* [Records in a dataset]:
----

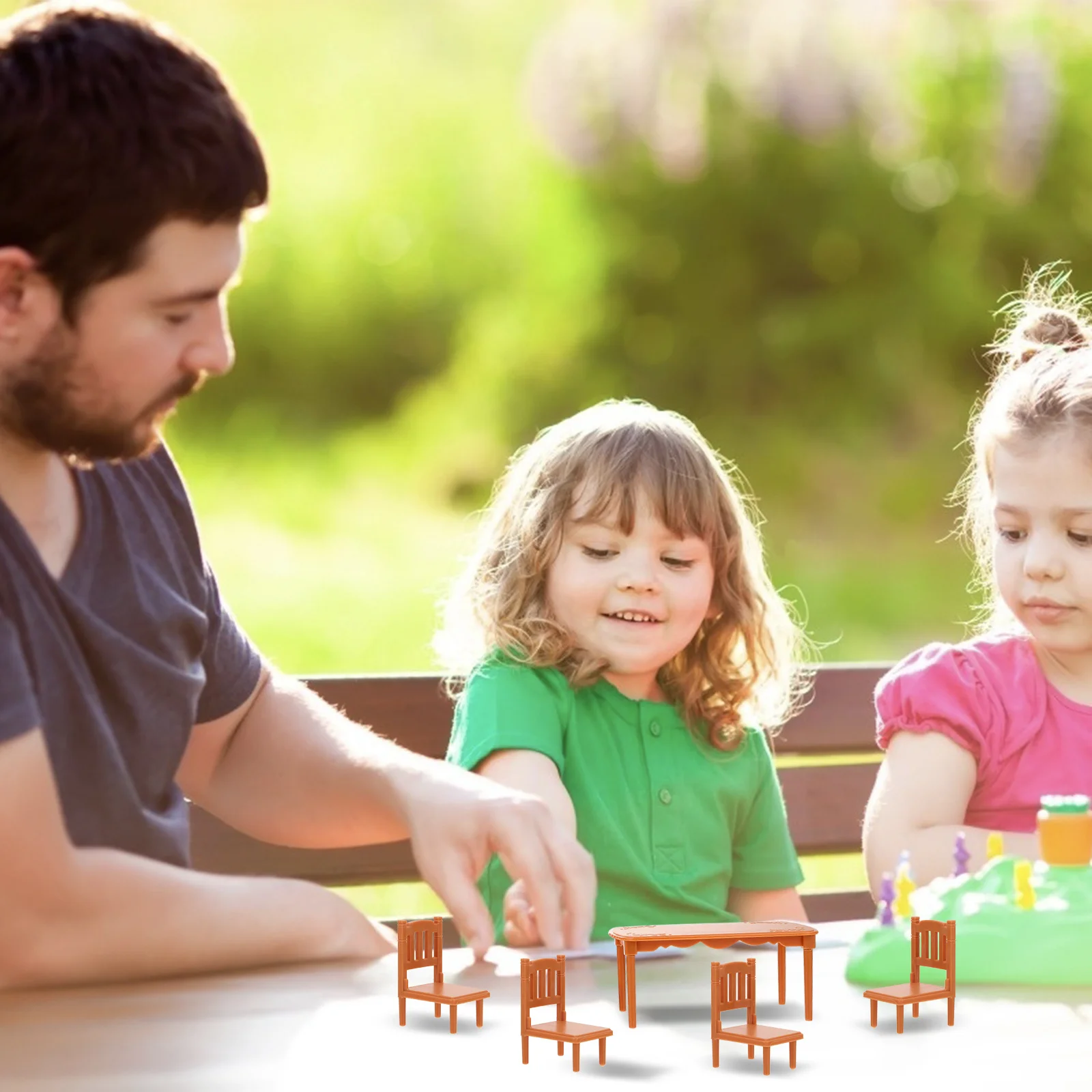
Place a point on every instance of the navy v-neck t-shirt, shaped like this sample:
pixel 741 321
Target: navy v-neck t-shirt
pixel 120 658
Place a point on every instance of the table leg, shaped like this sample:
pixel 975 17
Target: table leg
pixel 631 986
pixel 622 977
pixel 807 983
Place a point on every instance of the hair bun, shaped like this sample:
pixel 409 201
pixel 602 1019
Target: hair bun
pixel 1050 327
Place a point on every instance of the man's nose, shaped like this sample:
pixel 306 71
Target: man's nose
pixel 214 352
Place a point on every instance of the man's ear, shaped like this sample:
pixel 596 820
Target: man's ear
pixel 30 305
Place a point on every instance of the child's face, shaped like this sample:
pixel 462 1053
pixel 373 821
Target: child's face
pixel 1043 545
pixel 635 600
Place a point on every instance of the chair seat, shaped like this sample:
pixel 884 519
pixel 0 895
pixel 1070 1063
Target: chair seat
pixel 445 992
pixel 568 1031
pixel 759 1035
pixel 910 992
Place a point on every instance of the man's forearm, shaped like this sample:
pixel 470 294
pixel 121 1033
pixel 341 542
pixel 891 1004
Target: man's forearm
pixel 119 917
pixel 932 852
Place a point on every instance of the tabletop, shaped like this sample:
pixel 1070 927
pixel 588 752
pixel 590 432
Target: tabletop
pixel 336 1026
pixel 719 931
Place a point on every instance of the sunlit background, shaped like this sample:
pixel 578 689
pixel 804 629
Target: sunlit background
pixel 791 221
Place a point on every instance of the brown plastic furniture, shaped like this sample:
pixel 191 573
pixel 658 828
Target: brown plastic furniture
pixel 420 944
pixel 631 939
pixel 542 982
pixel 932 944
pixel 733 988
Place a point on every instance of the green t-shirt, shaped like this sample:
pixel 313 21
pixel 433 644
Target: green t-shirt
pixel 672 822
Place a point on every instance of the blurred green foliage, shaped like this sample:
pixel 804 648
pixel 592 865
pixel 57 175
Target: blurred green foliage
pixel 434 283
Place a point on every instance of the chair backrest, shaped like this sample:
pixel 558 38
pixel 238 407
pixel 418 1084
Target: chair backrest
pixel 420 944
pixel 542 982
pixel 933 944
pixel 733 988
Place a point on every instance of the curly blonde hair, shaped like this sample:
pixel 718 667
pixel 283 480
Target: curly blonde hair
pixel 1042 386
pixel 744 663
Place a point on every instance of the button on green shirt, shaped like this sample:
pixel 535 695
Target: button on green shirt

----

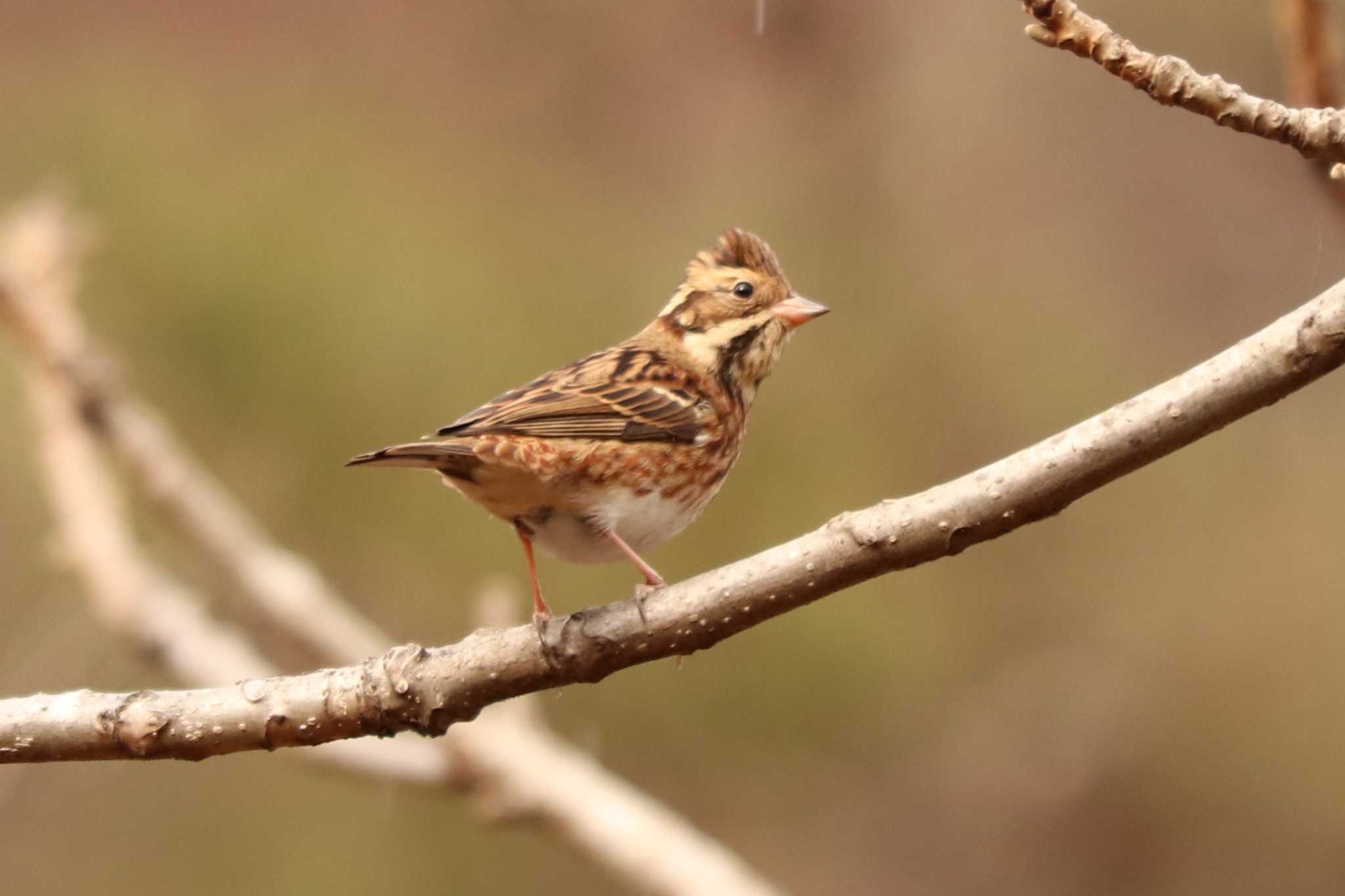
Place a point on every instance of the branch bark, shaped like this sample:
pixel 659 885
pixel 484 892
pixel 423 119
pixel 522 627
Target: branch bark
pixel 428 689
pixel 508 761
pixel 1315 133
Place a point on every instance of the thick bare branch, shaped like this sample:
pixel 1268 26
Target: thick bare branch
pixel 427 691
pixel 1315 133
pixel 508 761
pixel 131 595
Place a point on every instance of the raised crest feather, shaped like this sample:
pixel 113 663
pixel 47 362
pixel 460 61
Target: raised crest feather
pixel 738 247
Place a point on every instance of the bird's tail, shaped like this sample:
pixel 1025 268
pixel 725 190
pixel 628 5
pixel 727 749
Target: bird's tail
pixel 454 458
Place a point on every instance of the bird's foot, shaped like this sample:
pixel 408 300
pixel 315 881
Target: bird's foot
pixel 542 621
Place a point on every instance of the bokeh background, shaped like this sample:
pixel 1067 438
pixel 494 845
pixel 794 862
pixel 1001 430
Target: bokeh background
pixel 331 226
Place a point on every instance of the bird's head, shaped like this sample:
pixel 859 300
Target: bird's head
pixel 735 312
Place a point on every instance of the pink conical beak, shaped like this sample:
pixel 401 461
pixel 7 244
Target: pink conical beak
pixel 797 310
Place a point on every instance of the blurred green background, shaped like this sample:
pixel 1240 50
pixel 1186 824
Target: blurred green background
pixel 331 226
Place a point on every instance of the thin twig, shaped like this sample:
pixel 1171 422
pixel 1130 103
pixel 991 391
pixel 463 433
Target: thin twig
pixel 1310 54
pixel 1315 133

----

* [Work to complete]: Please give the material as a JSON list of strings, one per line, with blank lines left out. Start at the line containing "Place a point on every instance of the navy" and stop after the line containing "pixel 807 983".

* [Task result]:
[
  "Place a point on every instance of the navy v-neck t-shirt, shaped like this sample:",
  "pixel 741 321",
  "Target: navy v-neck t-shirt",
  "pixel 120 658",
  "Place a point on every instance of the table leg, shaped like this sample:",
  "pixel 975 17",
  "Target: table leg",
  "pixel 631 986",
  "pixel 622 977",
  "pixel 807 983"
]